Document passage:

[Altruist Support] How to determine your utility function

Follows on from HELP! I want to do good.

What have I learned since last time? I’ve learned that people want to see an SIAI donation; I’ll do it as soon as PayPal will let me. I’ve learned that people want more “how” and maybe more “doing”; I’ll write a doing post soon, but I’ve got this and two other background posts to write first. I’ve learned that there’s a nonzero level of interest in my project. I’ve learned that there’s a diversity of opinions; it suggests if I’m wrong, then I’m at least wrong in an interesting way. I may have learned that signalling low status—to avoid intimidating outsiders—may be less of a good strategy than signalling that I know what I’m talking about. I’ve learned that I am prone to answering a question other than that which was asked.

Somewhere in the Less Wrong archives there is a deeply shocking, disturbing post. It’s called Post Your Utility Function.

It’s shocking because basically no-one had any idea. At the time I was still learning but I knew that having a utility function was important—that it was what made everything else make sense. But I didn’t know what mine was supposed to be. And neither, apparently, did anyone else.

Supplied information:
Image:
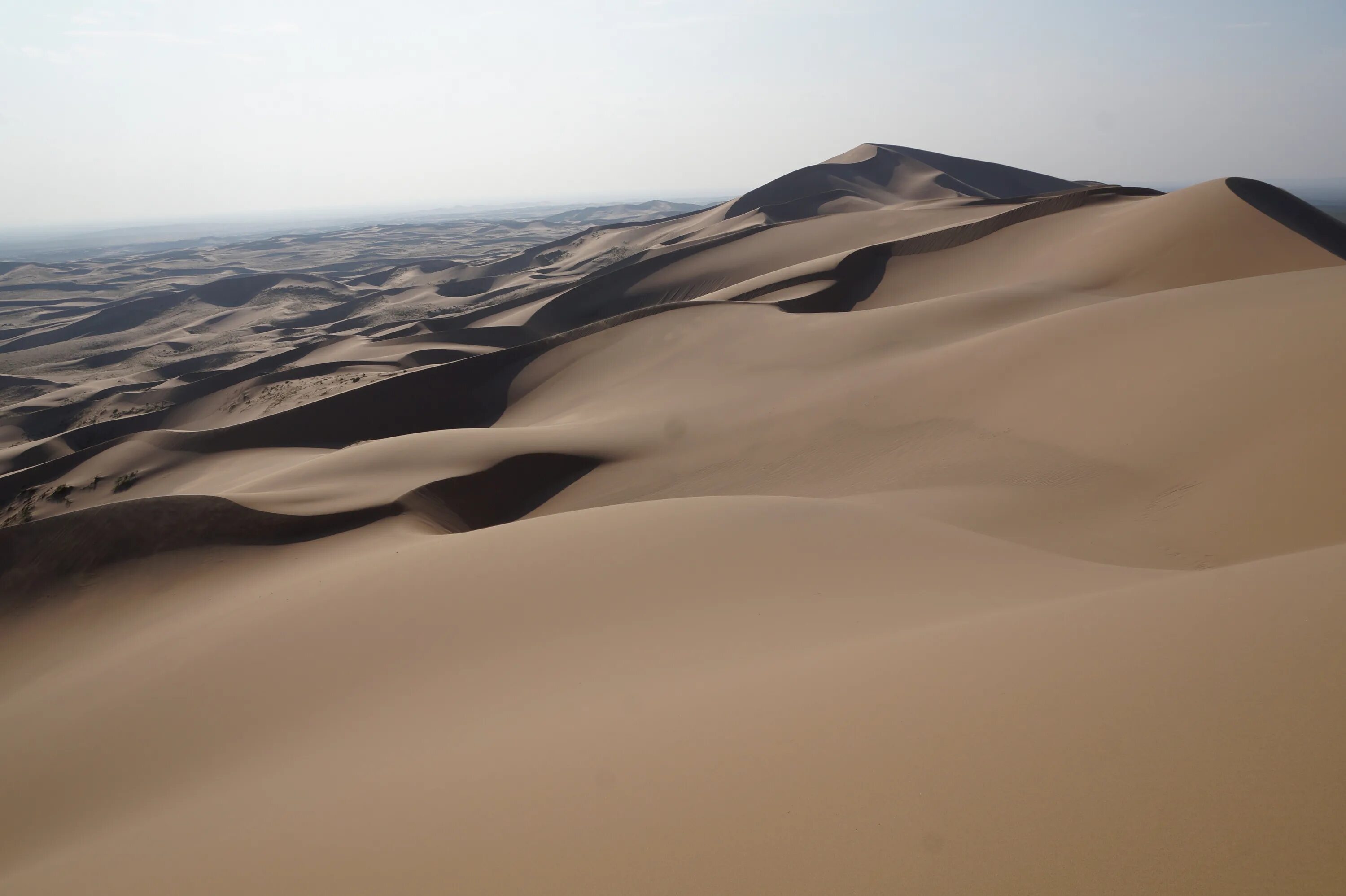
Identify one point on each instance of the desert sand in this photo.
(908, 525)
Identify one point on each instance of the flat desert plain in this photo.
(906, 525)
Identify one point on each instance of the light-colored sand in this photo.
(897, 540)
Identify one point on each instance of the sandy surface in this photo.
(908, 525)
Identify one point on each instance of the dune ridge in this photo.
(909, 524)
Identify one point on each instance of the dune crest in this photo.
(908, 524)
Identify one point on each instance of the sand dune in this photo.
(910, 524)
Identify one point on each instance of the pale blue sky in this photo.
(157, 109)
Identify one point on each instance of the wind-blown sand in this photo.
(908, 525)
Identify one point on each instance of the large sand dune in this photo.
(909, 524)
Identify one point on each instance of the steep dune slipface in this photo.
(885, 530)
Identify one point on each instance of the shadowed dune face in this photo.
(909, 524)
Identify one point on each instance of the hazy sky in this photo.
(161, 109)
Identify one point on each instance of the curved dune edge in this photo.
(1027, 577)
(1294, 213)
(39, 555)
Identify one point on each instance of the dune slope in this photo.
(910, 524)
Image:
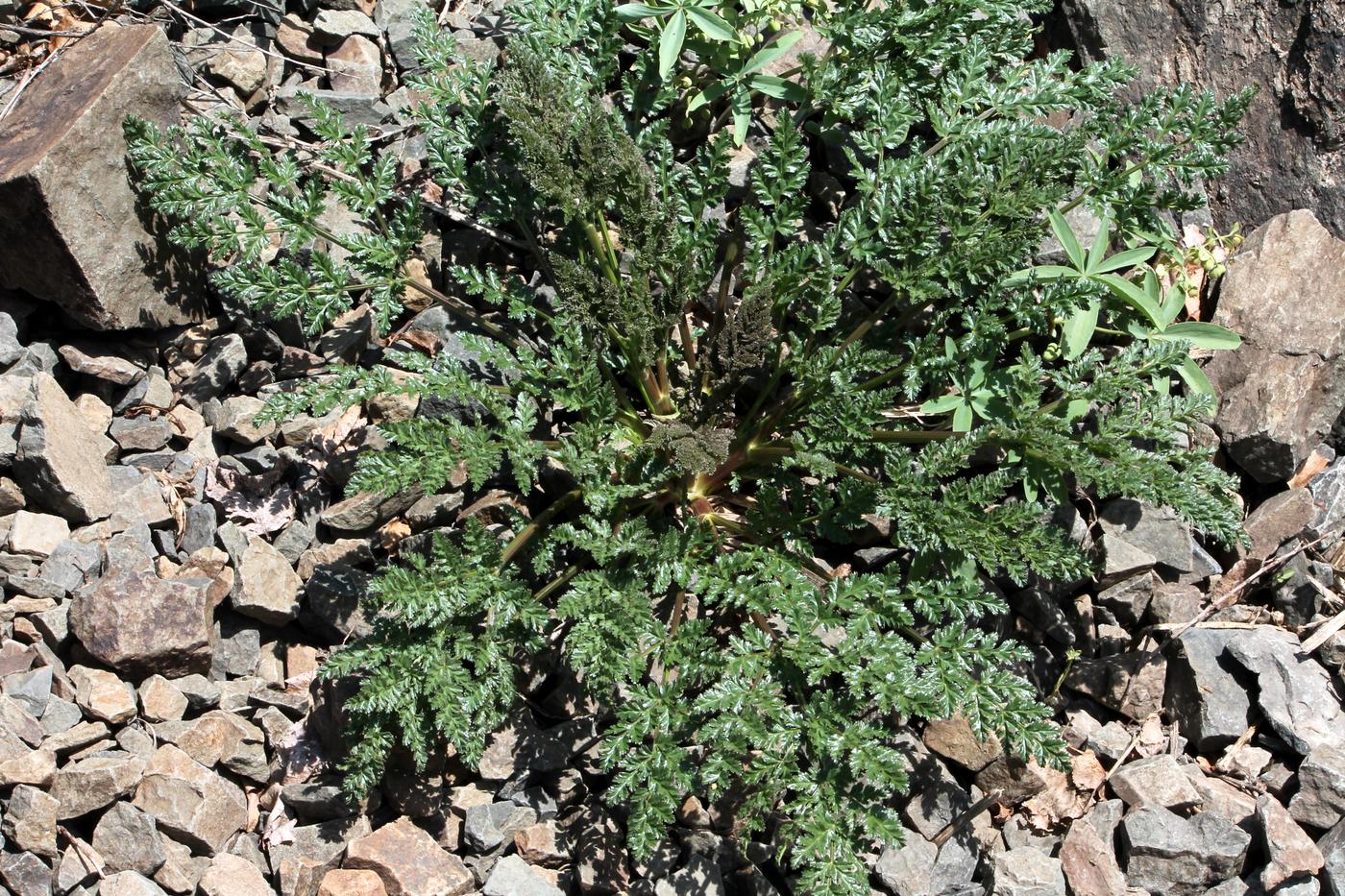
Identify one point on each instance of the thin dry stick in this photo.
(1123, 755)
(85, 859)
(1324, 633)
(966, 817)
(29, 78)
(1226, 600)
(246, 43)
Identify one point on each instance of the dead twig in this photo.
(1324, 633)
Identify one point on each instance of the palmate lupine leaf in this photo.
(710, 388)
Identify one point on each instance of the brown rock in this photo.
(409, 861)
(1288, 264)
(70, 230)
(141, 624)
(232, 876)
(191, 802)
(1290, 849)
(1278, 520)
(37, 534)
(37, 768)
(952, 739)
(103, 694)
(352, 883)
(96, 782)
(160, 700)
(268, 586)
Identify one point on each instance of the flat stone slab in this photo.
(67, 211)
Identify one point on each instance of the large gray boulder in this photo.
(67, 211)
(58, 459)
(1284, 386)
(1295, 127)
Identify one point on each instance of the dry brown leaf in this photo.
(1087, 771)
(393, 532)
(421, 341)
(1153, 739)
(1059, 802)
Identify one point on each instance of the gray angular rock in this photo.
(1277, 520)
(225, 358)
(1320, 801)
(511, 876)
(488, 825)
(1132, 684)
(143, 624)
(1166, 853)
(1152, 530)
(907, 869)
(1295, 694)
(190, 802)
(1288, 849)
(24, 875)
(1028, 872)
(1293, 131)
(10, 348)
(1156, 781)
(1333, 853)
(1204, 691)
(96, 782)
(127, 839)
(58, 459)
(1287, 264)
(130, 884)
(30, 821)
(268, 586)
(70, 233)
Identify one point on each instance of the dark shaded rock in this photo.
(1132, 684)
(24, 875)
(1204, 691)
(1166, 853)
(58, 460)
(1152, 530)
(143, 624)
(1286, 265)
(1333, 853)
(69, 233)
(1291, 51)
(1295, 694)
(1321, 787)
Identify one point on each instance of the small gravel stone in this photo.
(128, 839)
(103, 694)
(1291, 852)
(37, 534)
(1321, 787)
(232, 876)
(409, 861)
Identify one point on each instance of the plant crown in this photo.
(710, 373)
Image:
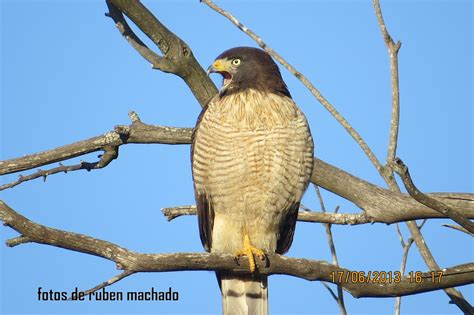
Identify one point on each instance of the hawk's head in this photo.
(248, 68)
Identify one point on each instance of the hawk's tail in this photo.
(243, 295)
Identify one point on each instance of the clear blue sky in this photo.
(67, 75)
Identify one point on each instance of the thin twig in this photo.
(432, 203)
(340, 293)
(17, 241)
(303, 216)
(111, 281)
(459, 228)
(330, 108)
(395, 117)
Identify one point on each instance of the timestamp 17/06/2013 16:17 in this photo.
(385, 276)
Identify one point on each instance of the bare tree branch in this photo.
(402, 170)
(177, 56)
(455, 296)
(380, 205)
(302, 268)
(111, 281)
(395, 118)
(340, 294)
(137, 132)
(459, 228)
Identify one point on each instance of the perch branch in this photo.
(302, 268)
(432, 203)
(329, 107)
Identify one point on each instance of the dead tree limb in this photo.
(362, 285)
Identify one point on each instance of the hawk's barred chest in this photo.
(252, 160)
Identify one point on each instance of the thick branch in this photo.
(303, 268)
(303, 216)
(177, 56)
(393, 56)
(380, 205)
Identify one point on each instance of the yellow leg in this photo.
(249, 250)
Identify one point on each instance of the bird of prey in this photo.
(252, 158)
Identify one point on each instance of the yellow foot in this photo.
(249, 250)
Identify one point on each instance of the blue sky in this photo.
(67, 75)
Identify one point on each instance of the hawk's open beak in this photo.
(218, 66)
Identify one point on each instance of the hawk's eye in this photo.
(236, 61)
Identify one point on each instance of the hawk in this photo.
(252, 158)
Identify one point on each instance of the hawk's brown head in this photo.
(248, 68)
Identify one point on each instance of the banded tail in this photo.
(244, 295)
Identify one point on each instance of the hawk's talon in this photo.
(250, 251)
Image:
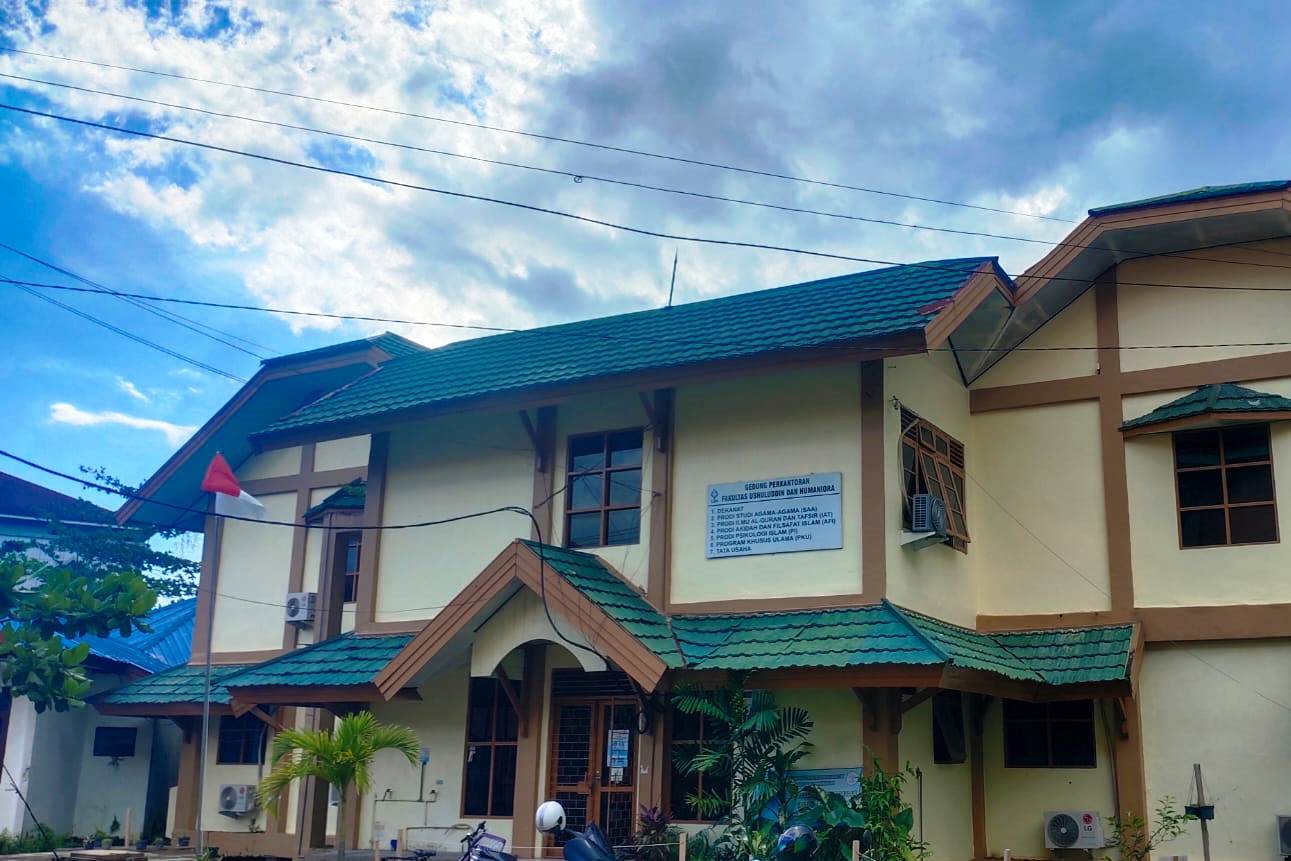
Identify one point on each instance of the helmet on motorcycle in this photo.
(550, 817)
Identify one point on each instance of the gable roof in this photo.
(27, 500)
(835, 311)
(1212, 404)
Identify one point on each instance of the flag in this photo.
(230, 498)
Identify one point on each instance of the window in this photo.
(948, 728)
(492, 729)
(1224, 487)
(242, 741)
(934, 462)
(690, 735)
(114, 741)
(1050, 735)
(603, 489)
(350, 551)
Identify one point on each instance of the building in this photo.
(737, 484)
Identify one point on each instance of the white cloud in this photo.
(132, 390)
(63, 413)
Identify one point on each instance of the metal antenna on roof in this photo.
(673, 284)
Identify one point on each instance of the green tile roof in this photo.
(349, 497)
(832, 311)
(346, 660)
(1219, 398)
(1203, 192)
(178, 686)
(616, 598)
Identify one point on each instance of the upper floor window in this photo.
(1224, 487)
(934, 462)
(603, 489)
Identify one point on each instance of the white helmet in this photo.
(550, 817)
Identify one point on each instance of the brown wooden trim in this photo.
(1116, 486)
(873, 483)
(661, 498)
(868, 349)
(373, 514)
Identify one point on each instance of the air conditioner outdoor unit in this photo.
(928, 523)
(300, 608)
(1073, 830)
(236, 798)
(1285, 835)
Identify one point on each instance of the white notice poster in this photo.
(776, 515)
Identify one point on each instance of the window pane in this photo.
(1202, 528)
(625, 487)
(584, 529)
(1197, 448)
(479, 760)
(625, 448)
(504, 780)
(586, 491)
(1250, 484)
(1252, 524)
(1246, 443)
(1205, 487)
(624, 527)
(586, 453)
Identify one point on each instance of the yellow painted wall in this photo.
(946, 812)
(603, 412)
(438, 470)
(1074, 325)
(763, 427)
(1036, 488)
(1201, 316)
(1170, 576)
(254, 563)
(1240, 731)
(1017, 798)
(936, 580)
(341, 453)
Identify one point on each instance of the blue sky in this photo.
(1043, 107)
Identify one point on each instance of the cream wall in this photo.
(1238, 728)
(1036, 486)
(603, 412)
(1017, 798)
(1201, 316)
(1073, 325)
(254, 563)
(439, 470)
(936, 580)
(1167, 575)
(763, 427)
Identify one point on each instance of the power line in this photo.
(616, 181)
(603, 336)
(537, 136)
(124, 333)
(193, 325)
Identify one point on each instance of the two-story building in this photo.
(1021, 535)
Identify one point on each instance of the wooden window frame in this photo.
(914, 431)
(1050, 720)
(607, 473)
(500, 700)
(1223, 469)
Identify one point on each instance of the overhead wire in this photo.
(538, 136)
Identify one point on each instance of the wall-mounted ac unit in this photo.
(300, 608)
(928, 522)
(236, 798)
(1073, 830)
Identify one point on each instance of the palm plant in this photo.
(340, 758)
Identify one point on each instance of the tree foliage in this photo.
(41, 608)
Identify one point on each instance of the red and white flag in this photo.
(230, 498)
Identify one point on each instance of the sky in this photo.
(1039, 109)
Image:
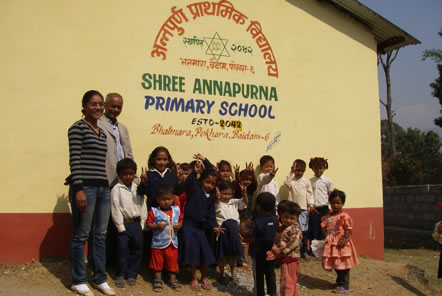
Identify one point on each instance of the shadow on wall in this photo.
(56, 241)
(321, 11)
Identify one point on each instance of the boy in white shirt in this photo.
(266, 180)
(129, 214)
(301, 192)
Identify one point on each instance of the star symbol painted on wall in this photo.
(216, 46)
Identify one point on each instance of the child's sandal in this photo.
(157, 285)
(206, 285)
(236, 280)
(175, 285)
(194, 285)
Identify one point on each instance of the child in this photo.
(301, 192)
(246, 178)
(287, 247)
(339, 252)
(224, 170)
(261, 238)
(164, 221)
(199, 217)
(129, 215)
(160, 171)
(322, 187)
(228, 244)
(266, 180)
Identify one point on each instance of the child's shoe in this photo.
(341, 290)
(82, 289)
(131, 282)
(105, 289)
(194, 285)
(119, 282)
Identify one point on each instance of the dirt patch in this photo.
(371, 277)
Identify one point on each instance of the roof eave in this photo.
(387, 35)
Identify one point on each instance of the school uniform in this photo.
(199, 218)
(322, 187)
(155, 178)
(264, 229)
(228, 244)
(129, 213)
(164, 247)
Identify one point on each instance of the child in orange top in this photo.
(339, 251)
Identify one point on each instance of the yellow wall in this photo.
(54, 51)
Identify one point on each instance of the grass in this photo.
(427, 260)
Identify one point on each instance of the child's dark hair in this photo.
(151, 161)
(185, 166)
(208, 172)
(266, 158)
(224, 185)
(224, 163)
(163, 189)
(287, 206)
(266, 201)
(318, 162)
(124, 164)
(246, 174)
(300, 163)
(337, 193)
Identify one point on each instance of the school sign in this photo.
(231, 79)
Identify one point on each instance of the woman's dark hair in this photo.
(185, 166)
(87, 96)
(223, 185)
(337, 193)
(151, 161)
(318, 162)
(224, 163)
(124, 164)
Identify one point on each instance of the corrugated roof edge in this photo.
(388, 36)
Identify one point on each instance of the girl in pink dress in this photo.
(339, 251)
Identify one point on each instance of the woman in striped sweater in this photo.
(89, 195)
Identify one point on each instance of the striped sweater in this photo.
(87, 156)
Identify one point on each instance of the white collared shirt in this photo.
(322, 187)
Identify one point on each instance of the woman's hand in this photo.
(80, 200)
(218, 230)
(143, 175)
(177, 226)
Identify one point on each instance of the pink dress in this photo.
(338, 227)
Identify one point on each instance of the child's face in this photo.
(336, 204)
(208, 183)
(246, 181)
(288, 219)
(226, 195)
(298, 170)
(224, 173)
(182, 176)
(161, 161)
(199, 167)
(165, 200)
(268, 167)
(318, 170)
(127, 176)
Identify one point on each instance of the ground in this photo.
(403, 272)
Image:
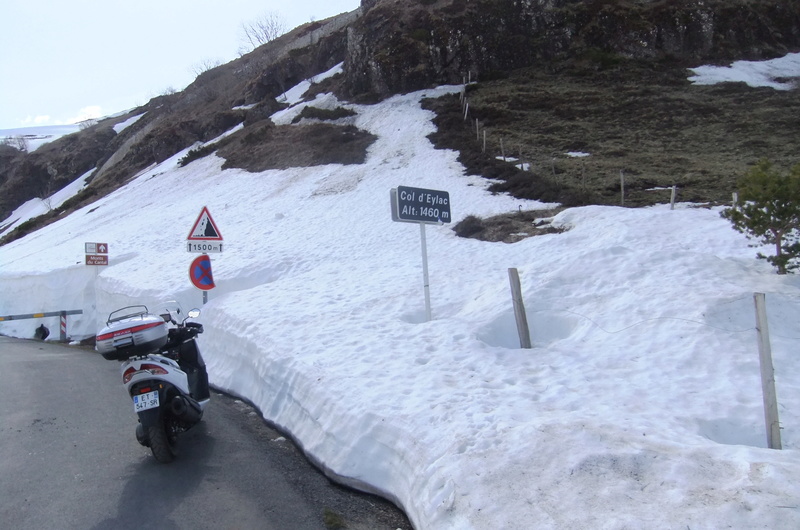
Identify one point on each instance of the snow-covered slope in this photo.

Your instructions: In the post on determining your utility function, why does the author call the Less Wrong post "Post Your Utility Function" deeply shocking? Answer in one to three sentences. The records are drawn from a different source than the text.

Solution to this task: The author calls it shocking because basically no one had any idea what their utility function was. The author knew that having a utility function was important but didn't know what theirs was supposed to be, and apparently neither did anyone else.